**Selected extract**

==================================================

At December 31, 2013, we held leases covering approximately 209,100 gross (126,000 net) acres in Major, Garfield, Canadian, Kingfisher, Logan, Blaine and Oklahoma Counties, Oklahoma within the Hunton Limestone horizontal oil play.
Our first three operated wells have been completed and placed on production. The Burton 16-1H started flowback in early December 2013 and achieved peak production of 111 Boe/d (65% oil) in January 2014.

6



The Townsend 06-1H started flowback in early January 2014 and production is continuing to increase with its most recently reported five-day production average rate at 271 Boe/d (53% oil). The wells continue to flow back completion fluid at a combined average rate of approximately 600 barrels per day. The Taborek 22-1H was completed using a different completion technique in order to minimize reservoir damage and flowback has just commenced.
Within the Hunton AMI, Gastar participated in two gross (1.0 net) non-operated wells that were completed and placed on production during the fourth quarter of 2013. The previously announced Mid-Con 6H and 7H wells average initial production rates were 1,442 (86% oil) and 906 (72% oil) Boe/d, respectively, and the most recent 10-day average production was 852 (45% oil) and 123 (50% oil) Boe/d, respectively. The Mid-Con 7H, which flowed naturally for approximately three months, was just recently placed on gas lift and operations are in process to calibrate artificial lift and maximize production flow. Subsequent to year-end, two gross (1.0 net) non-operated wells were placed on production and four gross (1.7 net) wells within the AMI are in various stages of completion or drilling.
During the first quarter of 2014, we anticipate three gross (1.1 net) non-operated AMI wells and one gross (0.9 net) operated well being placed on production.
In the Mid-Continent, net capital expenditures in the fourth quarter of 2013, excluding acquisition costs and divestment proceeds, totaled $25.1 million. We expect to spend approximately $114 million during 2014 on our Mid-Continent play, of which approximately $87 million is for drilling and completion related expenses.
Guidance for the First Quarter of 2014
We are reaffirming previously issued guidance for the full-year 2014 and providing the following guidance for the first quarter of 2014:
Production
First Quarter 2014
 
Full-Year 2014
 
 
 
 
Net average daily (MBoe/d) (1)
9.3 - 9.7
 
9.7 - 11.0
Liquids percentage
39% - 41%
 
40% - 44%
 
 
 
 
Cash Operating Expenses ($ / Boe)
First Quarter 2014
 
Full-Year 2014
Production taxes
$2.10 - $2.30
 
$1.95 - $2.25
Direct lease operating
$4.65 - $5.10
 
$4.55 - $5.10
Transportation, treating & gathering
$0.70 - $0.80
 
$0.60 - $0.65
Cash general & administrative
$3.40 - $3.70
 
$2.90 - $3.20
________________
(1) Based on equivalent of 6 thousand cubic feet (Mcf) of natural gas to one barrel of oil, condensate or NGLs.

==================================================

**Instruction a**
Return the lines of the records unchanged, starting at the line that contains "Place one keypoint on each instance of the white dress" and ending at the last line of the records.
The text and the records have nothing to do with each other.

**The data**
==================================================

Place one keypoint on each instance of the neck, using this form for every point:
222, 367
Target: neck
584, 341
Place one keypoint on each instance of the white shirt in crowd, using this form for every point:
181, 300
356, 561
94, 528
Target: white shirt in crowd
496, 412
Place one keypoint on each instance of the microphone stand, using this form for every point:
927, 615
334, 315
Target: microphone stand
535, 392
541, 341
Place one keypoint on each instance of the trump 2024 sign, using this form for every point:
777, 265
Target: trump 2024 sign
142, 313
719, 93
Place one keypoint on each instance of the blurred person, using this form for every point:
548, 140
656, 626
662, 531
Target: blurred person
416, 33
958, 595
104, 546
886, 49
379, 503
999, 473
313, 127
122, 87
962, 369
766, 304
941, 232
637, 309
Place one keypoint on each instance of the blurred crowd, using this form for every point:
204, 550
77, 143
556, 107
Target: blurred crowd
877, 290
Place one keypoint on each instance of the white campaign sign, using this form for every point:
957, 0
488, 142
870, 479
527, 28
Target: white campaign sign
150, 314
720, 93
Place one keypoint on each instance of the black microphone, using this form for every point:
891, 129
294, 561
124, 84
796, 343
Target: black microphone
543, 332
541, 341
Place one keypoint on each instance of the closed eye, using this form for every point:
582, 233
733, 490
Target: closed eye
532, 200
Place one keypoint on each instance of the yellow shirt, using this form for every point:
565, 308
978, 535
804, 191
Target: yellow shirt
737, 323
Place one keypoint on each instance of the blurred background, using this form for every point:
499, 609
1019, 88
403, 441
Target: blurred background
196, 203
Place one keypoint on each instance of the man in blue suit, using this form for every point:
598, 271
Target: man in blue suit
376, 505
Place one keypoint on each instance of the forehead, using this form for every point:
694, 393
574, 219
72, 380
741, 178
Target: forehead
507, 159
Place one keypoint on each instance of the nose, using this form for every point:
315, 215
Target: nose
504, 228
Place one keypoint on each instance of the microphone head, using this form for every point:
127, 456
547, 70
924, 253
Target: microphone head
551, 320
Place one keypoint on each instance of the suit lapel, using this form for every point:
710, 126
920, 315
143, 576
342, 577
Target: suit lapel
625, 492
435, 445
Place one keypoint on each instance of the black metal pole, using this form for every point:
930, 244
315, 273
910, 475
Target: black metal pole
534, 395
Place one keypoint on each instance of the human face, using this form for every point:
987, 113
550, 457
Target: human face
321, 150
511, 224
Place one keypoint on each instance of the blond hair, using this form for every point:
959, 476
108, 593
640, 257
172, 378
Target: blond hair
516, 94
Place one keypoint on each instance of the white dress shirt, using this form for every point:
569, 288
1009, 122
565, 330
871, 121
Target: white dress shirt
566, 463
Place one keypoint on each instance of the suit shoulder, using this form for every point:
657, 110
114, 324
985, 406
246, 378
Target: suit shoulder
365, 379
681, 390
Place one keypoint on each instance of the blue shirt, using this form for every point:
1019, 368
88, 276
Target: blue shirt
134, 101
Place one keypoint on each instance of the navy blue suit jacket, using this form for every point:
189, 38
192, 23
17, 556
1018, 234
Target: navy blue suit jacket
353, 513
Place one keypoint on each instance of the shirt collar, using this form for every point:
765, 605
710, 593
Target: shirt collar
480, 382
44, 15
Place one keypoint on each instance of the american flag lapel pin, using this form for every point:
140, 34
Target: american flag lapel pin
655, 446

==================================================

**Instruction b**
According to the excerpt on the Hunton Limestone play, what peak production did the Burton 16-1H reach in January 2014?

**Response a**
Place one keypoint on each instance of the white dress shirt, using this form for every point:
569, 288
1009, 122
565, 330
871, 121
Target: white dress shirt
566, 463
Place one keypoint on each instance of the suit shoulder, using this form for every point:
657, 110
114, 324
985, 406
246, 378
Target: suit shoulder
365, 379
681, 390
Place one keypoint on each instance of the blue shirt, using this form for every point:
1019, 368
88, 276
Target: blue shirt
134, 101
Place one keypoint on each instance of the navy blue suit jacket, using this form for every point:
189, 38
192, 23
17, 556
1018, 234
Target: navy blue suit jacket
353, 513
Place one keypoint on each instance of the shirt collar, using this form for every point:
765, 605
710, 593
Target: shirt collar
480, 382
44, 15
Place one keypoint on each instance of the american flag lapel pin, using this form for every point:
140, 34
Target: american flag lapel pin
655, 446

**Response b**
111 Boe/d (65% oil).